===== RECORD LIST =====

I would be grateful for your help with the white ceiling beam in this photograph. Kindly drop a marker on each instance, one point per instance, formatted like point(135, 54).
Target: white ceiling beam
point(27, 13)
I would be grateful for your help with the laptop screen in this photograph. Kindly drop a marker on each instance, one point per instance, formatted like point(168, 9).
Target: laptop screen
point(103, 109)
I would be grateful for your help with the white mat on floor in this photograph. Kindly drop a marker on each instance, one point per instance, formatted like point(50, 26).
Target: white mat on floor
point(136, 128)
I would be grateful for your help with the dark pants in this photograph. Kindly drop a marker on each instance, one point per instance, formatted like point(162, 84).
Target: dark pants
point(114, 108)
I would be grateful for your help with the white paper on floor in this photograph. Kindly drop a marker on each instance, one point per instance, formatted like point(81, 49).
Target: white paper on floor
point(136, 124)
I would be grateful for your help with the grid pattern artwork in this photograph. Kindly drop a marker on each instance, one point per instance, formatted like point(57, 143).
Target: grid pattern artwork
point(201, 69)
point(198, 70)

=====

◆ WHAT THE TASK REQUIRES:
Reproduce every row above word for word, changing nothing.

◆ FINISHED TASK:
I would be grateful for your help with the white ceiling beam in this photograph. Kindly drop a marker on each instance, one point per instance, formatted like point(135, 54).
Target: white ceiling beam
point(27, 13)
I would be grateful for your help with the laptop screen in this photograph. Kindly drop a marker on each instance, one point per instance, formatted like point(168, 9).
Target: laptop screen
point(103, 109)
I would be grateful for your help with the white mat on floor in this photograph. Kindly drop a marker on each instance, one point per instance, formatted like point(50, 26).
Target: white mat on floor
point(136, 128)
I would be grateful for your help with the dark pants in this photograph. Kindly drop a marker on each instance, one point per instance, formatted like point(162, 84).
Target: dark pants
point(114, 108)
I would be grateful for your help with the white paper on floor in this photograph. Kindly drop a marker on each instance, one point per instance, formatted like point(81, 49).
Target: white paper on floor
point(136, 124)
I would be grateful for your help with the grid pattern artwork in this photograph. Kindly drop a marker on each instance, one point per instance, formatted like point(57, 143).
Target: grid pattern artwork
point(201, 69)
point(198, 70)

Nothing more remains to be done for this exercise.